**EXERCISE:**
Give the number of lines in this listing that contain "brown", with no other words.

**RECORDED DATA:**
= = = =

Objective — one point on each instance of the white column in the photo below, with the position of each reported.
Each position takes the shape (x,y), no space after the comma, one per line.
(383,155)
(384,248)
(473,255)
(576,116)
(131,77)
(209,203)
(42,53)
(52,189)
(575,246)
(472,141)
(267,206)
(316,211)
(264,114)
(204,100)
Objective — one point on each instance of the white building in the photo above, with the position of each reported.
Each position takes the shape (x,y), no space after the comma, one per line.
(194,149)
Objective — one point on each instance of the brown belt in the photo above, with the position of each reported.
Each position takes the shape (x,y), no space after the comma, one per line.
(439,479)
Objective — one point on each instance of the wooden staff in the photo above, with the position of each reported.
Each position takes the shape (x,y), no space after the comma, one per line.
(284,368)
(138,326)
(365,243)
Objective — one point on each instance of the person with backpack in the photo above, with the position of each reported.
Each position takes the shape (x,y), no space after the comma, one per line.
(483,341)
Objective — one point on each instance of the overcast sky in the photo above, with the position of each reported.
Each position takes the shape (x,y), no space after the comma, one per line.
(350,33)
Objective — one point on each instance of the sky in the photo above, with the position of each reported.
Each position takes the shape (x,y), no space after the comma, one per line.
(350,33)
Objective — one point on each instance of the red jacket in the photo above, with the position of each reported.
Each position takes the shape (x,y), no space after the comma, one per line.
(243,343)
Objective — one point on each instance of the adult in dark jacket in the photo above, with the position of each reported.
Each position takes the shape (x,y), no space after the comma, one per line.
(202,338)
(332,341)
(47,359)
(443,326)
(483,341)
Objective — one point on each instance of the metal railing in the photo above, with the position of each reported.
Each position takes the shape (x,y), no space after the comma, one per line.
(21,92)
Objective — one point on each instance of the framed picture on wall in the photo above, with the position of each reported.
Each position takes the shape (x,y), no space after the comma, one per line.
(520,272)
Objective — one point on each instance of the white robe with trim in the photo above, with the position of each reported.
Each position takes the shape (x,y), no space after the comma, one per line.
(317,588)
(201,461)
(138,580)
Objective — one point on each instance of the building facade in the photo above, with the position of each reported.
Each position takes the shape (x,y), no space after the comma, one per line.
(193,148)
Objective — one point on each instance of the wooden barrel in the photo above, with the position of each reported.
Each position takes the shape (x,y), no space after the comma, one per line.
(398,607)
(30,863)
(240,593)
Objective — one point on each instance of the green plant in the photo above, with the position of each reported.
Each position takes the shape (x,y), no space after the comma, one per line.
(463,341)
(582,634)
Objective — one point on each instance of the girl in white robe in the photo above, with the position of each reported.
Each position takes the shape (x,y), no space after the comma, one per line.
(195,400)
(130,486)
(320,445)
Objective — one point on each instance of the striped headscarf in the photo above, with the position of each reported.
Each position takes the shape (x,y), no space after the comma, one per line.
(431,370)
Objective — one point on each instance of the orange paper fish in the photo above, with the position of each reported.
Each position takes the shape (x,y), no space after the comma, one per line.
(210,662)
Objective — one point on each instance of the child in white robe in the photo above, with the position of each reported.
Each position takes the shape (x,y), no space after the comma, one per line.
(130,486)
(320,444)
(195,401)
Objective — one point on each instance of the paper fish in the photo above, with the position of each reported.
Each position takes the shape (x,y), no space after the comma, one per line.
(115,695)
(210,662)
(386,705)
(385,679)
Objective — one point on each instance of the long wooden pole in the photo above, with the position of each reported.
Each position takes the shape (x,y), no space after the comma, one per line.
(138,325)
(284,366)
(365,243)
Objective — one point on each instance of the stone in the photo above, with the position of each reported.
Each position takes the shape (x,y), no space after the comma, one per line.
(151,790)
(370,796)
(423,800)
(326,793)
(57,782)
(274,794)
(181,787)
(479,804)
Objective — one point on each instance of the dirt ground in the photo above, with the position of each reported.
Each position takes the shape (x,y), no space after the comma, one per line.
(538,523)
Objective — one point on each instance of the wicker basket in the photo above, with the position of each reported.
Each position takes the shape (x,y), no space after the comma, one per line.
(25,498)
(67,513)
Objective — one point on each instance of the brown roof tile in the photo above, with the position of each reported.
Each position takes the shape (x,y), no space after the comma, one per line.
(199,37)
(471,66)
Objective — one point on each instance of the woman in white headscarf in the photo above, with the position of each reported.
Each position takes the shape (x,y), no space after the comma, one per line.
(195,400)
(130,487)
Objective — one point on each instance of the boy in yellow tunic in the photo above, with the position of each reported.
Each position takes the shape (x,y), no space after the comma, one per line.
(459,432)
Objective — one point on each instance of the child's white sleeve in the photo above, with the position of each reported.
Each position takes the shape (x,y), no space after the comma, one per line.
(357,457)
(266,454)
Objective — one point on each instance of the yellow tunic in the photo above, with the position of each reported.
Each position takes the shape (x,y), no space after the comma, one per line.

= = = =

**EXPECTED OUTPUT:**
2